DIRECTIVE: Render the stretch of rows from the one containing "look for lava trail" through the one containing "[549,634,1064,709]" as a numbered list, leaving out any blank lines.

DATASET EXCERPTS:
_ _ _ _ _ _ _

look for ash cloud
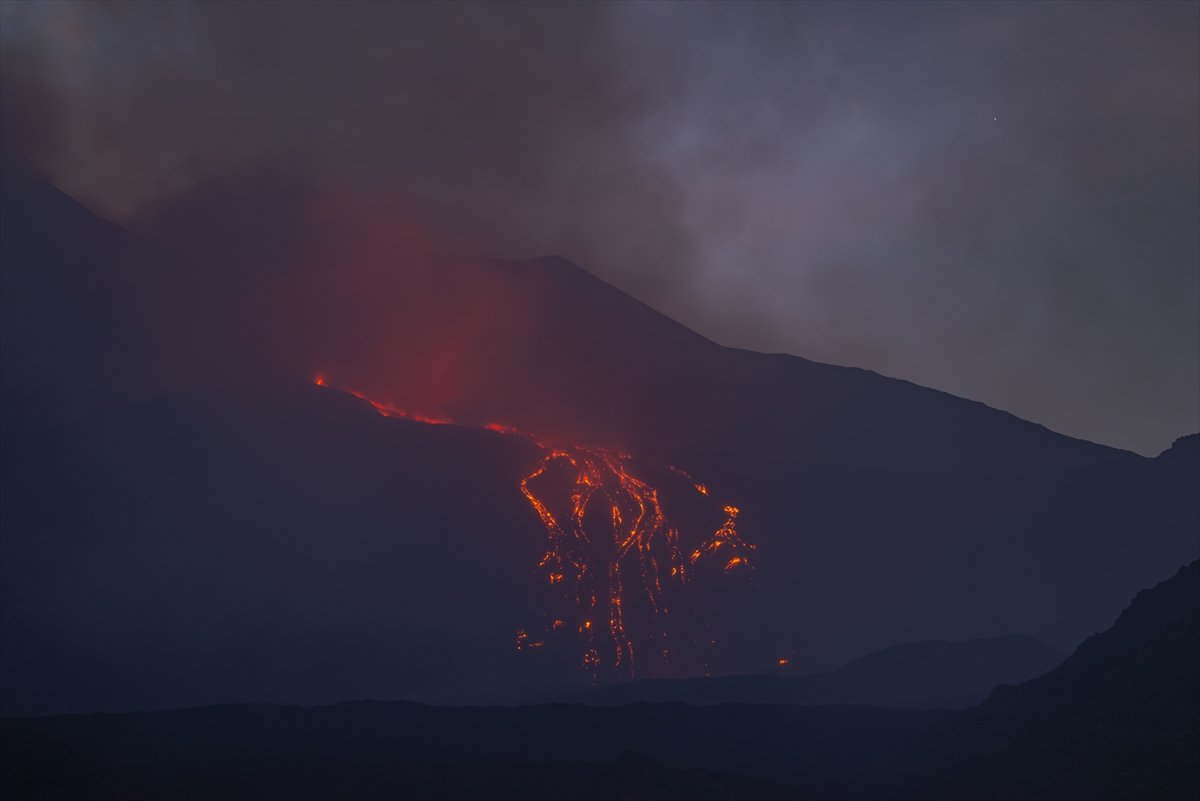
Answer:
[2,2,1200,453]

_ _ _ _ _ _ _

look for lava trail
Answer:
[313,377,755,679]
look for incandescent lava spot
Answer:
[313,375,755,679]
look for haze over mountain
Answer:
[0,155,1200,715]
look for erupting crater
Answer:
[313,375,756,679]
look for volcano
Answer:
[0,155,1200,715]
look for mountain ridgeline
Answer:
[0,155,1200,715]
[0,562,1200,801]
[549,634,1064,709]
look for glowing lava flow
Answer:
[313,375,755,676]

_ _ _ _ _ _ _

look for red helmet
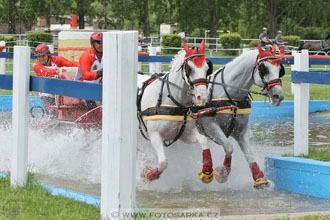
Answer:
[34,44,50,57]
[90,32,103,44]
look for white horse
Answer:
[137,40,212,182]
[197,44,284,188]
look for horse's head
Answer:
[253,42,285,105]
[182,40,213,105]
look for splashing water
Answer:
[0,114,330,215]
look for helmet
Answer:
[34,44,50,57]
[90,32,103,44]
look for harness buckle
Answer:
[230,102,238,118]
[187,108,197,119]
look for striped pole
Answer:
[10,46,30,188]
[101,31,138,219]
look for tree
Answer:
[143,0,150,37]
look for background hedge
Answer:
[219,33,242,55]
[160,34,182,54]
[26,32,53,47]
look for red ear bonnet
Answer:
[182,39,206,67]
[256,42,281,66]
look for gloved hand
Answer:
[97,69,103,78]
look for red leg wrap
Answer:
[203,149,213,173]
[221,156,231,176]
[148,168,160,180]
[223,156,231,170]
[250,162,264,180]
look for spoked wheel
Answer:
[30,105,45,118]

_ _ _ _ _ _ _

WRITTEN ANSWER:
1. look for lava trail
2. Answer:
3. [313,377,755,679]
4. look for incandescent lava spot
5. Answer:
6. [313,375,755,679]
7. look for haze over mountain
8. Answer:
9. [0,155,1200,715]
10. look for erupting crater
11. Answer:
12. [313,375,756,679]
13. look for volcano
14. Answer:
15. [0,155,1200,715]
16. look for mountain ridgeline
17. Answer:
18. [0,155,1200,715]
19. [0,562,1200,801]
20. [549,634,1064,709]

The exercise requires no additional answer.